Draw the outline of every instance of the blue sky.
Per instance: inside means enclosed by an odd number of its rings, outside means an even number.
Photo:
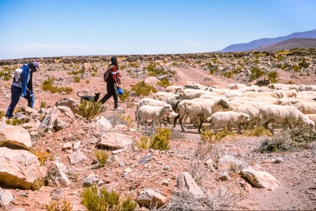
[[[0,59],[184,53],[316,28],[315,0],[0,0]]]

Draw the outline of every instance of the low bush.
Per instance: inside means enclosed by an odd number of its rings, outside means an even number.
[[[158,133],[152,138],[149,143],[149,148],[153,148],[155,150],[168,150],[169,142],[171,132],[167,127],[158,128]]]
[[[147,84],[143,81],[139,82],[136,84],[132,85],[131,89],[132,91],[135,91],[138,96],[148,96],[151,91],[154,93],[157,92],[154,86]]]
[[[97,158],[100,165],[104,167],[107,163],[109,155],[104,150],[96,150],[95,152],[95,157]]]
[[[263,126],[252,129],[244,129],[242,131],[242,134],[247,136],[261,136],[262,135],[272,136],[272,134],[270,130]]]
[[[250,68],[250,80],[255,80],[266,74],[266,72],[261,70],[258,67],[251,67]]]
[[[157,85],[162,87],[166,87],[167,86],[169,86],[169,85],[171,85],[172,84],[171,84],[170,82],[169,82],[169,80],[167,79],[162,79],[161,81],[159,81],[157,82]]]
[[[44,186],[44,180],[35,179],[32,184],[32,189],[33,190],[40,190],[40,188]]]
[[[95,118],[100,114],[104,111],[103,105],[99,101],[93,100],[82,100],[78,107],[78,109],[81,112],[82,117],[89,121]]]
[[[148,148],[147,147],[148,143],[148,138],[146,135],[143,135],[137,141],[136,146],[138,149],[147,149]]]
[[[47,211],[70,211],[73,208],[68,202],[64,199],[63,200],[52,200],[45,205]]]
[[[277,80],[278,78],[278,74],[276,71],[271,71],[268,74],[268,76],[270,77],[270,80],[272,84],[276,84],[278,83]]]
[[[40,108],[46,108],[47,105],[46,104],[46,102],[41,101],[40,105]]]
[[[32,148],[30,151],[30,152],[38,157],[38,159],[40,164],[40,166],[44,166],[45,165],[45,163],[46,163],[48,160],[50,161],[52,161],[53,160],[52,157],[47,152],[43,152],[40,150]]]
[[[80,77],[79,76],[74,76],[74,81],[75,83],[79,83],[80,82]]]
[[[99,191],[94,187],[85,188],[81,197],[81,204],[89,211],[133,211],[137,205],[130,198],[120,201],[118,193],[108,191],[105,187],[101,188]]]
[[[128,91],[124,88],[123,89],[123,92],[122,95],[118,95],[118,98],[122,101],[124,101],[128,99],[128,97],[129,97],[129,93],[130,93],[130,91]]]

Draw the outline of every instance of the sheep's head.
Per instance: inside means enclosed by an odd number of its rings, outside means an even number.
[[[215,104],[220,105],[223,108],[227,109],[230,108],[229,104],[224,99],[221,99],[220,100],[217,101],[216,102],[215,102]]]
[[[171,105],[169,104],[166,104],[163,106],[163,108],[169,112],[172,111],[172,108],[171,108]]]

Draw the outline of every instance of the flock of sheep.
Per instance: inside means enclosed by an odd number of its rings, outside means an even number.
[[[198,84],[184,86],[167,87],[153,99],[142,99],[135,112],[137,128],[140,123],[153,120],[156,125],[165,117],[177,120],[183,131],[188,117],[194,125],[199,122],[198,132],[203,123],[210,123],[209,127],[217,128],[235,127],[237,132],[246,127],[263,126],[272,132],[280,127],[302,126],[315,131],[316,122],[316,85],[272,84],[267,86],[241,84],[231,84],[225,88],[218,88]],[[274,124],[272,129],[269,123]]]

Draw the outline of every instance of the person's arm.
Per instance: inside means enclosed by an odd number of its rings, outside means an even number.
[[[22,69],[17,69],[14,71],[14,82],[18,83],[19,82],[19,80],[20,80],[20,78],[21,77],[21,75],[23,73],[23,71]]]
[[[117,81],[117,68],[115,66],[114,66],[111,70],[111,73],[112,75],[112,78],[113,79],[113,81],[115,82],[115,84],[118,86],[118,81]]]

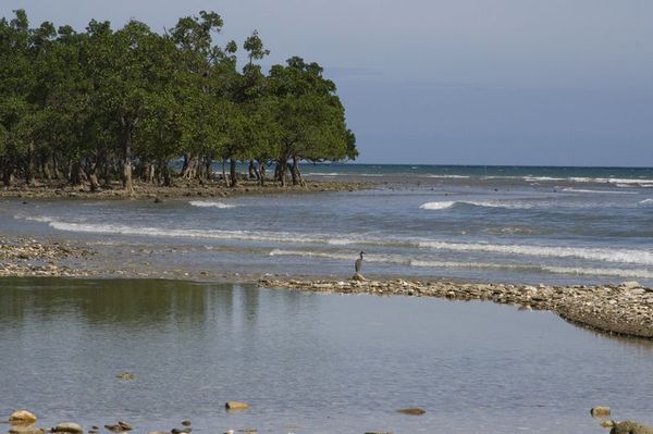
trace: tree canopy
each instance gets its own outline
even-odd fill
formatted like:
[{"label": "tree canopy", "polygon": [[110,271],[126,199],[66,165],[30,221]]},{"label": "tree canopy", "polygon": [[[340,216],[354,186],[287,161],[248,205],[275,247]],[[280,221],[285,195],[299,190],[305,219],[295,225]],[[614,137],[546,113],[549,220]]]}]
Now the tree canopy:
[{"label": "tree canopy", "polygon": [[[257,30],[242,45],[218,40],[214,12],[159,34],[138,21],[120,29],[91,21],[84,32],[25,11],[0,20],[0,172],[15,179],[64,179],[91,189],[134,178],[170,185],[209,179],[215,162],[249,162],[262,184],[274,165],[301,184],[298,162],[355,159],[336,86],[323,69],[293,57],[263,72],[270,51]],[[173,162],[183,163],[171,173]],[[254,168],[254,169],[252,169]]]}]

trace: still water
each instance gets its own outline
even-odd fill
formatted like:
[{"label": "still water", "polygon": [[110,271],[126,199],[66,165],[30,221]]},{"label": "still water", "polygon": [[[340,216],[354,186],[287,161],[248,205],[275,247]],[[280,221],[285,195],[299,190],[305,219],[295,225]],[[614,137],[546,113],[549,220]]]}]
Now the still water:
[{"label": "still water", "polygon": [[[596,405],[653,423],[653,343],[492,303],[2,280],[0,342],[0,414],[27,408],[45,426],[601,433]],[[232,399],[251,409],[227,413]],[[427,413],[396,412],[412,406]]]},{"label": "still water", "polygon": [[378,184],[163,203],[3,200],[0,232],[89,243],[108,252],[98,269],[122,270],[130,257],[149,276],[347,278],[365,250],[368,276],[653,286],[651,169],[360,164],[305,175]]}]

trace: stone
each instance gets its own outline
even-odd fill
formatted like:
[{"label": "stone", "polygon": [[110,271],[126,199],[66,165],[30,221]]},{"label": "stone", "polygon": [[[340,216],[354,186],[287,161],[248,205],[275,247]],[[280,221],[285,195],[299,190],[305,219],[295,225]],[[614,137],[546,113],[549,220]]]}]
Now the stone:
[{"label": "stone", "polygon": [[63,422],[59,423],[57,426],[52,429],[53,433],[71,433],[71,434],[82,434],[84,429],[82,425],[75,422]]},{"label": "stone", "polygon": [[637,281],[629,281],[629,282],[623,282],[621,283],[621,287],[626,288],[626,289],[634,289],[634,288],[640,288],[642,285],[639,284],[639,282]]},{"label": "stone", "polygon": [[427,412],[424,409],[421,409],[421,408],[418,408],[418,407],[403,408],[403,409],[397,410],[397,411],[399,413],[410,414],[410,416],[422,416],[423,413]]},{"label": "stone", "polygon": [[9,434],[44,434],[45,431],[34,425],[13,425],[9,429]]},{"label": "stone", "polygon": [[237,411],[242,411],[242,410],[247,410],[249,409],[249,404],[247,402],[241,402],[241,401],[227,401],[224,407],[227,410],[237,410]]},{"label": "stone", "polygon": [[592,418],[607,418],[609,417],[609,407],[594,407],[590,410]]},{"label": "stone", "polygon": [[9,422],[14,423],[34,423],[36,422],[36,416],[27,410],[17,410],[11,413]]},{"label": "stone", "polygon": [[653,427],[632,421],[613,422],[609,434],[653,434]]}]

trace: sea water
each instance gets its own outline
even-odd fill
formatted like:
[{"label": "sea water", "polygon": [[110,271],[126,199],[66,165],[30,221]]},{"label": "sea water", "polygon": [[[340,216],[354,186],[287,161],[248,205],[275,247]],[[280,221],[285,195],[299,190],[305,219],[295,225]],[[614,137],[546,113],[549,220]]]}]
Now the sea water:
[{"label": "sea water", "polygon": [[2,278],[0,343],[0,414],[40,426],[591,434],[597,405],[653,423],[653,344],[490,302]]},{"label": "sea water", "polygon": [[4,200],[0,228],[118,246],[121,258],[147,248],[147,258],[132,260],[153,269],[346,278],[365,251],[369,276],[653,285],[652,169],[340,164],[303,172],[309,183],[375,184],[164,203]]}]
###
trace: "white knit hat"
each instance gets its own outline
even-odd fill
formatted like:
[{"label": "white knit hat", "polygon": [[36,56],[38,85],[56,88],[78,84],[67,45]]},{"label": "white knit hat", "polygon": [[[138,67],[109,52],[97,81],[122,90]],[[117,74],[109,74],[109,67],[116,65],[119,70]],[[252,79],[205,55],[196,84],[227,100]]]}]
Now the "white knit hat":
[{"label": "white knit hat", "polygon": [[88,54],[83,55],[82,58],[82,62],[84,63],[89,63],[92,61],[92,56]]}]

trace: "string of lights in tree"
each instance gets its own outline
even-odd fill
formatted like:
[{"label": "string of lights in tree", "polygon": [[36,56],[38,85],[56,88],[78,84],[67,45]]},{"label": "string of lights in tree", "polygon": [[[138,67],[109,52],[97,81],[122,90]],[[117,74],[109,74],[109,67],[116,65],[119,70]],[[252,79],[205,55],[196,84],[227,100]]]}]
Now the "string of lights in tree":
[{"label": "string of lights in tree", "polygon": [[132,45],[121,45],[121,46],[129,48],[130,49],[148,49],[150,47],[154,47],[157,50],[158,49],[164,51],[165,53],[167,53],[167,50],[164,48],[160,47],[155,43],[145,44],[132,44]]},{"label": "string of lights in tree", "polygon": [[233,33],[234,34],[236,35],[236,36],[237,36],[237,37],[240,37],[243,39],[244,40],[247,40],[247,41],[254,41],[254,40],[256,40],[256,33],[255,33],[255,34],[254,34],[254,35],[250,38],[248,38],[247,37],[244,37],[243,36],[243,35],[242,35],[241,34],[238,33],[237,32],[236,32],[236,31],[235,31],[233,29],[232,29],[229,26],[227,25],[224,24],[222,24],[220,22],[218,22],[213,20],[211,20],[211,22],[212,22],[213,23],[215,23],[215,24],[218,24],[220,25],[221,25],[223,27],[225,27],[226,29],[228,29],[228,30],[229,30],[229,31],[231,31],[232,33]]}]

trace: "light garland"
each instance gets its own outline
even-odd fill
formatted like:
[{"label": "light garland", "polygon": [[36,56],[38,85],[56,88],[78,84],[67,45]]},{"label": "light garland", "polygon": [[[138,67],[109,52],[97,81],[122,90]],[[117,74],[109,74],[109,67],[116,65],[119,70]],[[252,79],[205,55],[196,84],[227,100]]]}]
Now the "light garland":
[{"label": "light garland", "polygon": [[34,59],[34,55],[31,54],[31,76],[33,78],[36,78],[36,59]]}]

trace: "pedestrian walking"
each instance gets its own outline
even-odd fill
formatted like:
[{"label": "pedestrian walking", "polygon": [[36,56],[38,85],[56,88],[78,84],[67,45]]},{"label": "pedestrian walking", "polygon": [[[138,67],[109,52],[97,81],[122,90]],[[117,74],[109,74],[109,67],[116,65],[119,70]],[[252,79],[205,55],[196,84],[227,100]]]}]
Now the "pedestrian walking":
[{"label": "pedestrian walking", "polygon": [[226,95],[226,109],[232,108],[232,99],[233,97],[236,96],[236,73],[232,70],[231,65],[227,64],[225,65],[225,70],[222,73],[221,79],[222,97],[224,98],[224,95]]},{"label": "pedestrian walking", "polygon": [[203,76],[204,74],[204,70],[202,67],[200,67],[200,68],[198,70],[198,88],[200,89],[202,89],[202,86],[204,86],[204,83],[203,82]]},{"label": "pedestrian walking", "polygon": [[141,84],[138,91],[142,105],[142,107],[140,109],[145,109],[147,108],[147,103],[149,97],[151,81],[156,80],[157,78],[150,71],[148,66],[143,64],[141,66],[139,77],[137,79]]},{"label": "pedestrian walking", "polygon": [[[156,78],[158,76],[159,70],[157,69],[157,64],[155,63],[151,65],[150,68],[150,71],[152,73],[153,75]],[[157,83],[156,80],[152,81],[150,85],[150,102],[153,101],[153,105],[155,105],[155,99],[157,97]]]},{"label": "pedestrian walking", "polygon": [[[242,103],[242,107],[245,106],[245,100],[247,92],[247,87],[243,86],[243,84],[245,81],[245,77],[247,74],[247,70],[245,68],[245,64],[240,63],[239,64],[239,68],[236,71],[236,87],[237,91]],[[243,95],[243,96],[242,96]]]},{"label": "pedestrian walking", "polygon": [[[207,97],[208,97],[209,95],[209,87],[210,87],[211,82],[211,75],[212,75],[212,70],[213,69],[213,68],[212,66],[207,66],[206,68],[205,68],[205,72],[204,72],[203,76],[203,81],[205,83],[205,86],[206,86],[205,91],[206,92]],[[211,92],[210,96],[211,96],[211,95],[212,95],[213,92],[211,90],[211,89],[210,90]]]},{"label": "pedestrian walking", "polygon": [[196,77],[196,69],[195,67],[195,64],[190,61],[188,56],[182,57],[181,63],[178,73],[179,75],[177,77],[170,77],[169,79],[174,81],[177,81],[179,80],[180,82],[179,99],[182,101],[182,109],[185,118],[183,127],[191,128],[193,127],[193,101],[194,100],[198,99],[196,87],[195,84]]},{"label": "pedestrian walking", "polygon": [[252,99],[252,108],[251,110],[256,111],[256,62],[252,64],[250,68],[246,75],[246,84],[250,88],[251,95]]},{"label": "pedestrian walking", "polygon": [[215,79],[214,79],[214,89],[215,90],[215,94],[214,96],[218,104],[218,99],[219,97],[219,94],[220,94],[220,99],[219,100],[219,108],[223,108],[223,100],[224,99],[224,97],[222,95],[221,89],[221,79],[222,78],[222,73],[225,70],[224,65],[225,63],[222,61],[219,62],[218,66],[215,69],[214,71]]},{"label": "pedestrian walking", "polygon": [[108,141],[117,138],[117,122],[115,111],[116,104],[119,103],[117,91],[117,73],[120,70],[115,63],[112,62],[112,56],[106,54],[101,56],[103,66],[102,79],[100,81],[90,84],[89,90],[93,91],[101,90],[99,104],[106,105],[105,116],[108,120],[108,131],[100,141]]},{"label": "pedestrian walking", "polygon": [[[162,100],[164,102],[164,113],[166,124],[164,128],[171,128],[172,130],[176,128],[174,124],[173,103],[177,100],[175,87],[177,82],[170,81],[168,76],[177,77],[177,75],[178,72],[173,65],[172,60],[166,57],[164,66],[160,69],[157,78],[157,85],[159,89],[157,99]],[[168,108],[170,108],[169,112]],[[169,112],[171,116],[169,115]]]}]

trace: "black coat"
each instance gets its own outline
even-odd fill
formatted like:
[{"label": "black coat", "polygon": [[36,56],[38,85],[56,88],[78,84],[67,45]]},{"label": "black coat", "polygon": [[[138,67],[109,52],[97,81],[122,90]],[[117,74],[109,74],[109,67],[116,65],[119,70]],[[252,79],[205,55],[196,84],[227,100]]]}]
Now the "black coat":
###
**Your task**
Render the records above as a Markdown table with the columns "Row" and "Line", starting at the line that contains "Draw the outline of every instance of the blue" and ending at the line that contains "[[[0,59],[184,53],[316,28],[315,0],[0,0]]]", with blank lines and pictures omitted.

**Task solution**
| Row | Line |
|---|---|
| 1 | Draw the outline of every instance of the blue sky. |
| 2 | Per instance: inside means enclosed by an odd number of its rings, outside means an even number. |
| 3 | Photo: |
| 4 | [[[0,59],[184,53],[316,28],[315,0],[0,0]]] |